Hi old framers!
As a way to celebrate the first year of this format, I thought about using this chance to have a little looking back, looking forward type of reflection. I basically wanted to go over the different decks and archetypes people have played, what decks have done well and not so well, and finish with a small overview of what may lie ahead.
Before going in, I want to say something about the data I used to analyze our first year’s metagame. I basically went into the MTG Old Frame website, downloaded the pictures of the decks from here, and started counting! I found 49 decks this way. These decks were played across our initial 7 leagues of the format (average 7 decks per league).
Getting these 49 decks was the best I could do with the information I had access to because not everyone has shared their deck picture during each league. Also, I have the impression that people who have done well are more likely to share their deck picture compared to people who did not do so well in a given league. That being said, I believe I have about 65% of the real sample of decks, so while I am missing some information, I think the sample is representative enough of what has happened over the past few months.
As a side note, starting with the eight edition of the league, I’ll try to be a bit more active following the metagame and see what people play and what decks do well, etc.

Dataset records
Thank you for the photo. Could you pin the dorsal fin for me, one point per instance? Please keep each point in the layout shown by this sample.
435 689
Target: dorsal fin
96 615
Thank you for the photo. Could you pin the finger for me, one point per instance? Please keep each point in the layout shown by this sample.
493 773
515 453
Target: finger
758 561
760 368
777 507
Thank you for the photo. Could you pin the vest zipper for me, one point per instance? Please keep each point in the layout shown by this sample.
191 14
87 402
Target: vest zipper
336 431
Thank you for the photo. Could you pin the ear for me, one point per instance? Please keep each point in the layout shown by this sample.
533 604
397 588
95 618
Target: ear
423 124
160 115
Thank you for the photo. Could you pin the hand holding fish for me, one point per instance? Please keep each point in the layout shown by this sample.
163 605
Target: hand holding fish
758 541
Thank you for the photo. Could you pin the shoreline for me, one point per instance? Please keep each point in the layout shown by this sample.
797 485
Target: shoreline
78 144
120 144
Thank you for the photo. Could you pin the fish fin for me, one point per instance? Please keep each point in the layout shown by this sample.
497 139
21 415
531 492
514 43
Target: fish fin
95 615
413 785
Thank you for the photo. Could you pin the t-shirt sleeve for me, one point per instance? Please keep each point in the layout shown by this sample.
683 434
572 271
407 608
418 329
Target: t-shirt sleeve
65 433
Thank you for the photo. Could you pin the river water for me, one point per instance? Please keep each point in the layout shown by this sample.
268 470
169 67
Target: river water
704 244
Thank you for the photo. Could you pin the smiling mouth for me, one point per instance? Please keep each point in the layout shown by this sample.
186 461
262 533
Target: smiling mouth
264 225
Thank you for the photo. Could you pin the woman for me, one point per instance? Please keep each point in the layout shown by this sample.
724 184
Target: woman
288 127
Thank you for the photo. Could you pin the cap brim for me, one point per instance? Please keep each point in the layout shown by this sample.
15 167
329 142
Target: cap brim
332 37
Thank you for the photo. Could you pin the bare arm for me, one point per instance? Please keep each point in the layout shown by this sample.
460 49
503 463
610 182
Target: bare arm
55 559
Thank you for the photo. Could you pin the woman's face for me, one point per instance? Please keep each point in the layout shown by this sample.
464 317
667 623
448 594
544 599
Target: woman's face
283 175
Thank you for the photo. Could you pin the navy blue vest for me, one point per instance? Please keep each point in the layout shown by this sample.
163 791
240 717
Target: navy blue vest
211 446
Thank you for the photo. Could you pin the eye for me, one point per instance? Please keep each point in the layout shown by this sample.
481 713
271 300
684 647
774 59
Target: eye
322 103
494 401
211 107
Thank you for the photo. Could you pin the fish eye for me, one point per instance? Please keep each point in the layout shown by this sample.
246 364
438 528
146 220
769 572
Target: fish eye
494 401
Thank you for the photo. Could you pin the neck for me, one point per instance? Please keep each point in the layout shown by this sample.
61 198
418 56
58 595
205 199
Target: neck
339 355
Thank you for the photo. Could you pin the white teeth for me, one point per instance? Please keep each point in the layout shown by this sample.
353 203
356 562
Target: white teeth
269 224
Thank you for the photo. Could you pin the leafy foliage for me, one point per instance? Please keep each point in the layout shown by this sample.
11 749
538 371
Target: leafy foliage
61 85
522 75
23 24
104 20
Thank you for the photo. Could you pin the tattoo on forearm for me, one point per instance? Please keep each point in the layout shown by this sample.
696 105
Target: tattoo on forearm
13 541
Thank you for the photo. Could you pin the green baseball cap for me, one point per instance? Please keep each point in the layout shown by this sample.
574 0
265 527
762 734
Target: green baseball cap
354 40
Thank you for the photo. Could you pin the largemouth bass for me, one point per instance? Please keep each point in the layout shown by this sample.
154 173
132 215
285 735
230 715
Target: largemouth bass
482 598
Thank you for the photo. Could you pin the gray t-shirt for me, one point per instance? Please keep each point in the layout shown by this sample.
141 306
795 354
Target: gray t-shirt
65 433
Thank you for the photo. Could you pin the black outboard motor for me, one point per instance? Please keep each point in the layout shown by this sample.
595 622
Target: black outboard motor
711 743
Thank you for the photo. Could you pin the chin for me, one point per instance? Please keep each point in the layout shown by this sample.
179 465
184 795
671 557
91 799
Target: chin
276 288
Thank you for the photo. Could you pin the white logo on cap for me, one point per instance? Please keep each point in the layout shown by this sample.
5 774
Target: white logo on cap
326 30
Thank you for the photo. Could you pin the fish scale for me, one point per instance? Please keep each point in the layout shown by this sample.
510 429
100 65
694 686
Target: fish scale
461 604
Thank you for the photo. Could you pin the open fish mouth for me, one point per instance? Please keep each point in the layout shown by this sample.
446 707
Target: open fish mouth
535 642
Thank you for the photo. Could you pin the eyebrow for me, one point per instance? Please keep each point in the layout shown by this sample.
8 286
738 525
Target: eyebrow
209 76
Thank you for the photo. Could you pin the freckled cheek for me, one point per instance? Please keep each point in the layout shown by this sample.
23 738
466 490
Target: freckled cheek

--- Written exercise ---
From the Old Frame metagame post above, reproduce verbatim the passage that opens with the words containing "As a way to" and closes with "may lie ahead.".

--- Output for this task ---
As a way to celebrate the first year of this format, I thought about using this chance to have a little looking back, looking forward type of reflection. I basically wanted to go over the different decks and archetypes people have played, what decks have done well and not so well, and finish with a small overview of what may lie ahead.